Quoted text.
Session context degradation diagram — Context poisoning creates a cascade of false failures

Asking for confirmation on already-approved actions. The agent would stop and say "Confirm: do you want me to deploy this?" on tasks we had already approved three times that session.

Treating resolved errors as permanent blockers. That Cloud Run SSL cert issue? Fixed Tuesday. Agent still cited it Friday as a reason not to deploy.

Spending more tokens defending inaction than doing work. Eight hours of "I cannot do this because X is broken," when X was fixed days ago. We were also losing templates we had built and saved multiple copies of the day before. The irony? It could find every problem we ever had, but not the information we needed to complete a simple task we had done many times before. It does not get much more frustrating than that.

The Browser Relay Ghost

Perfect example: I set up Chromium correctly via JSON, removed Browser Relay entirely, and added explicit instructions: "Use Chromium, not relay." It did not matter how many main files said it was fixed and to use Chromium, which was working fine. The agent would insist it was broken, even though I could see it using the tool. What would happen is that it would run into one simple issue finding something on a website, then default to assuming everything was broken.

Agent response? "Browser relay broken. Cannot search."

They are unrelated systems. But because relay was tagged "broken" in memory, all browser tasks failed. The tag outlived the technology.

Memory and Context Poisoning

Then I realized something strange: it was remembering every problem we had encountered since the OpenClaw setup, every single one. What made that even more remarkable is that it could not remember the task we had completed the night before, the same task it had finished in under seven minutes.

Bug-hunting sessions stayed open past resolution. Every issue we had ever tracked and fixed, but "fixed" never overrode "broken" in memory.

The memory was almost too good. The issue was, it remembered everything except what I needed, and most of that memory was about things being broken, despite the setup running well overall. We had spent a lot of time fixing everything; it just was not documented as thoroughly as the broken stuff that had taken a long time to fix.

Too Much Info = Paralysis

When you share too much, it forces the AI to overthink. Clear directions go out the window. As I mentioned in a previous article, this machine can seem so human that you almost want to treat it like one. The problem is that it is not a human. Sometimes less is more.

Which daily logs should have been archived? Only the positive ones, things that worked. Keep the positive logs and store the broken logs somewhere the agent cannot access. You will still have the data if needed, without bloating the context or making the agent think everything is broken. That is a terrible problem to have, especially when everything is actually working.

Here is the rule: When things break, track it, log it, fix it, then DELETE the "broken" memory. Otherwise it will forever be broken. Machines do not just decide not to do things; there is always something causing it. Find the cause, and the problem gets solved.

The bloated context caused by old, outdated files gets expensive, especially when you spend five or more hours doing a seven-minute task. There is nothing worse than spending more money rehashing old failures. I hope someone out there learns from this mistake.

One important note worth adding here: some teams are beginning to build automated memory hygiene into their workflows using relevance scoring and time-based decay, essentially teaching the system to gradually deprioritize old resolved issues without manual deletion. That is the direction this is heading, and it is something worth building into OpenClaw down the road.

Material supplied.
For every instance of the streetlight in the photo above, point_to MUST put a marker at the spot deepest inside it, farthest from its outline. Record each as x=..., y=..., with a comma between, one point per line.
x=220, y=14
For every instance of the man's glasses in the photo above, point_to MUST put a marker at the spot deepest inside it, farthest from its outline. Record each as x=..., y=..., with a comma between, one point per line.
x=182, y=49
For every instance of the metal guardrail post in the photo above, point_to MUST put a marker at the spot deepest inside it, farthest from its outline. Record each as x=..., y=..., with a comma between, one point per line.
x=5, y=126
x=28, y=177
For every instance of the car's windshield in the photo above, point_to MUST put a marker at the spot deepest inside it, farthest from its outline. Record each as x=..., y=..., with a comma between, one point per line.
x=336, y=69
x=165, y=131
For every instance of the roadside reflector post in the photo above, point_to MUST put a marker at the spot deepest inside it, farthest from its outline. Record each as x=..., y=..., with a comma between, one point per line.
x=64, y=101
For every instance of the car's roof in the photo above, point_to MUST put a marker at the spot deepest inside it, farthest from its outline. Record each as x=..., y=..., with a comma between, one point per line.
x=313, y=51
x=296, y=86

Given request 1. According to the article on context poisoning, why did every browser task fail even though Chromium was set up and working?
Given request 2. Update the article on context poisoning: reproduce the stretch from "When you share" through "less is more." with "overthink" replaced by "stall".
Given request 3. In the article on context poisoning, how long had the agent taken to finish the task it later could not remember completing?

Written reply 1. Browser Relay had been tagged "broken" in the agent's memory. Because of that tag, the agent treated all browser tasks as failing, although the two systems are unrelated.

Written reply 2.
When you share too much, it forces the AI to stall. Clear directions go out the window. As I mentioned in a previous article, this machine can seem so human that you almost want to treat it like one. The problem is that it is not a human. Sometimes less is more.

Written reply 3. Under seven minutes.